Turn the material from the line that contains "asphalt parking lot." through the line that contains "(1139, 766)", both included, into a JSON list of strings with one string per line and blank lines omitted.

**Material:**

========================

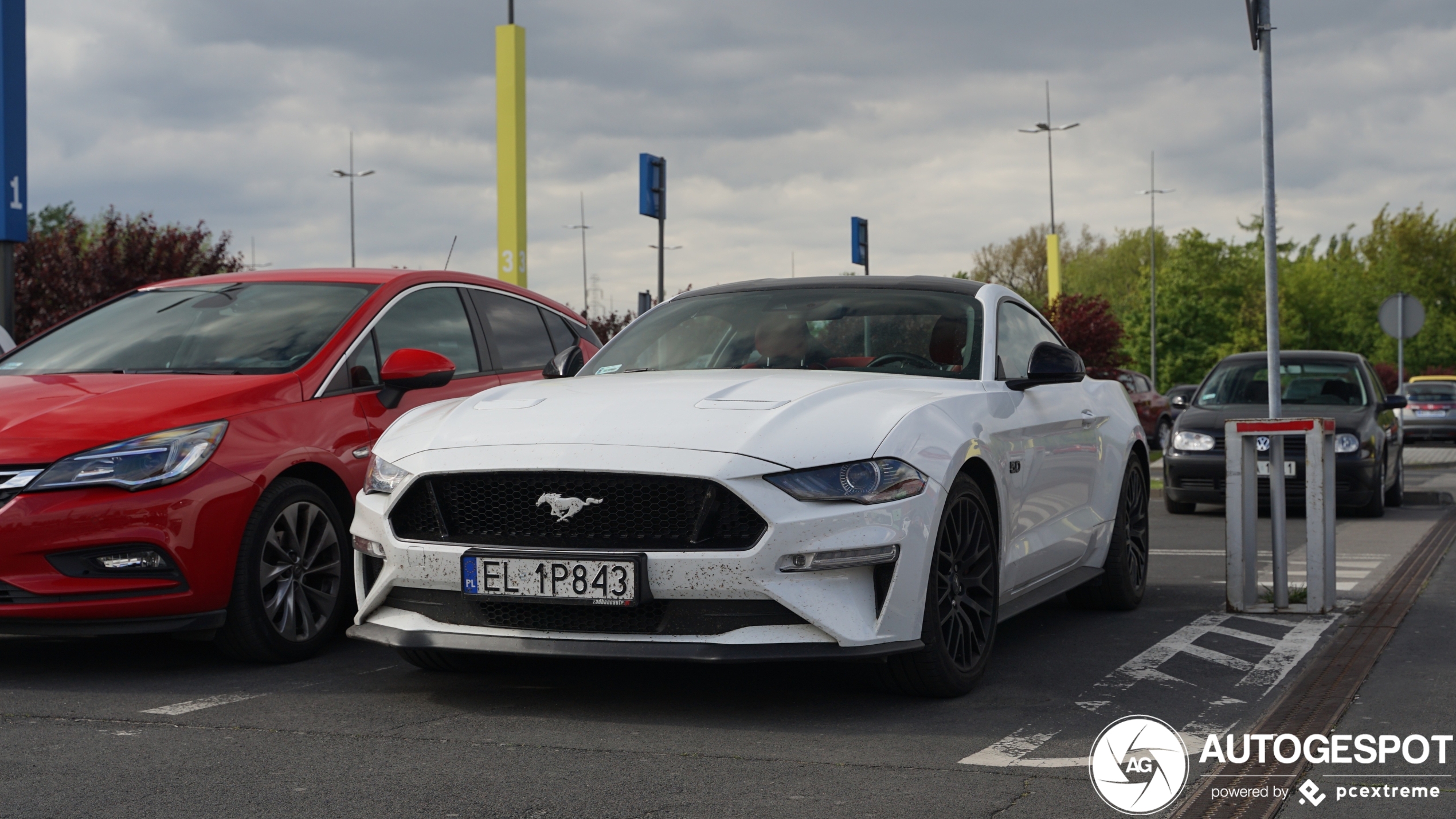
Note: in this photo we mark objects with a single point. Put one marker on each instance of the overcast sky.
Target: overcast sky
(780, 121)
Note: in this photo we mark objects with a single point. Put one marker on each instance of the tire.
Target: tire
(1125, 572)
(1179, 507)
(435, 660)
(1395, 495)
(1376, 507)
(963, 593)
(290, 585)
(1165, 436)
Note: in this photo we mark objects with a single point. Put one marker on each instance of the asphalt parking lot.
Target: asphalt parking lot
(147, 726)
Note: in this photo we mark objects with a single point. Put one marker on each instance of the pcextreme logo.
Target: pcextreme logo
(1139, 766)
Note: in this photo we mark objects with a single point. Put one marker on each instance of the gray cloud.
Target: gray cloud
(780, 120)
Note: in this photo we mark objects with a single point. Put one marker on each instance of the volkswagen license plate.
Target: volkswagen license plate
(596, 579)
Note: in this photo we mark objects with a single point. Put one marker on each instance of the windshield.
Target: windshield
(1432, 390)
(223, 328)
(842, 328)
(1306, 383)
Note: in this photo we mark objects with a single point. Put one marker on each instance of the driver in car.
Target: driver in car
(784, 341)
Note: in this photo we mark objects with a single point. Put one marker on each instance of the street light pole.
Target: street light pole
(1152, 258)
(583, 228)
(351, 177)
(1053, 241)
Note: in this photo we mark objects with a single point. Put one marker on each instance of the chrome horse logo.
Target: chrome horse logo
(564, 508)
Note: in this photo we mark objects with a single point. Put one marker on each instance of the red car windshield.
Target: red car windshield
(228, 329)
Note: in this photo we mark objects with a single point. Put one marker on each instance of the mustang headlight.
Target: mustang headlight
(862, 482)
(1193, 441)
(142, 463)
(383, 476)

========================

**Problem solution:**
[
  "Note: in this photo we mark objects with a single point. Put one marker on each instance of the asphalt parking lot.",
  "Target: asphalt parking lot",
  "(147, 726)",
  "Note: in this photo we mark objects with a single point. Put one marker on each instance of the pcextreme logo.",
  "Target: pcextreme logo",
  "(1139, 766)"
]